Following a year of uncertainty, what can the UK flexible office sector expect in 2021?

The flexible office market came into 2020 off the back of an eventful 2019 that saw demand continue to accelerate and expansion from providers grow across the UK. However, the pandemic dominated year has seen the sector face extraordinary challenges predominantly dictated by the uncertainty caused by movement and density restrictions across the world. The flexible nature of the sector meant that it was quick to react acknowledging customer loyalty and offering competitive renewal packages, resulting in operators retaining a more robust level of contract occupancy than might have been expected . But what does 2021 hold? Savills flexible office specialist, Workthere, outlines the key themes expected to shape the UK flexible office market next year.

Cal Lee, global head of Workthere, comments: “Unsurprisingly we did not foresee a global pandemic in our 2020 predictions for the sector this time last year. However, whilst the flexible office market has been profoundly affected by the pandemic due to the short terms nature of contracts and a general shift to people working remotely, it has arguably been more robust than people might have given it credit for. In fact, our Sentiment Survey shows UK contract occupancy at the end of November at 68% in the UK, down from 84% pre-Covid. Retaining this robust level of occupancy is testament to the sectors’ quick reaction to the situation and on-going effort from providers to work with their customers.”

2021 trends for flexible office space:

Boom in demand for flexible space in H221

With uncertainty likely to continue into the beginning of next year, a small uptick in demand for day passes and meeting room space is expected to drive deals in the flexible office sector during the first quarter of 2021 as businesses seek Covid-safe areas to host in-person meetings and get teams back together in some way. In contrast, we expect the second half of the year to be a record one for companies taking flexible space. There is already a large bank of businesses that have not renewed their contracts during the last nine months and are waiting to come back along with corporates seeking to upweight flex into their portfolio. In addition, there are also companies coming to the end of their leases, or with break options in the next year, that are increasingly looking to flexible office space over committing to new lease and the capital outlay associated with that. All this points towards a greater demand for flex space, which we expect to fully materialise in the latter part of next year as confidence returns.

▶ **DATA SHOWN**

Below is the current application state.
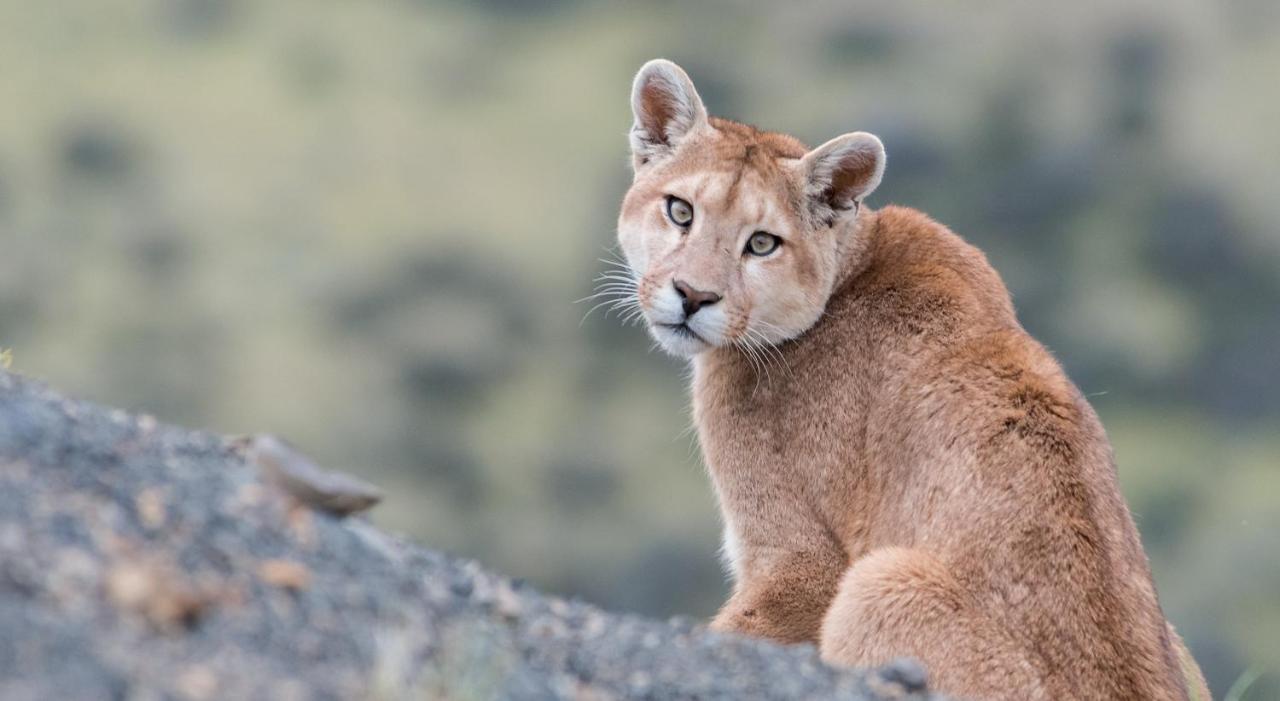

▶ **TASK LIST**
**1)** List each group of companies that the flexible office outlook expects to drive demand for flexible space in the second half of 2021.
**2)** According to the flexible office outlook, are these statements correct? Answer yes or no to each, and quote the words of the text that decide it.
(a) UK contract occupancy stood at 68% at the end of November, down from 84% before Covid.
(b) The first quarter of 2021 is expected to be a record one for companies taking flexible space.
(c) The 2020 predictions for the sector anticipated a global pandemic.
**3)** What position does Cal Lee hold, according to the flexible office outlook?

▶ **SOLVED PROBLEMS**
**1)**
- Businesses that have not renewed their contracts during the last nine months and are waiting to come back
- Corporates seeking to upweight flex into their portfolio
- Companies coming to the end of their leases, or with break options in the next year, that are increasingly looking to flexible office space over committing to a new lease

**2)**
(a) Yes: "UK contract occupancy at the end of November at 68% in the UK, down from 84% pre-Covid"
(b) No: "we expect the second half of the year to be a record one for companies taking flexible space"
(c) No: "Unsurprisingly we did not foresee a global pandemic in our 2020 predictions for the sector this time last year."

**3)** Global head of Workthere.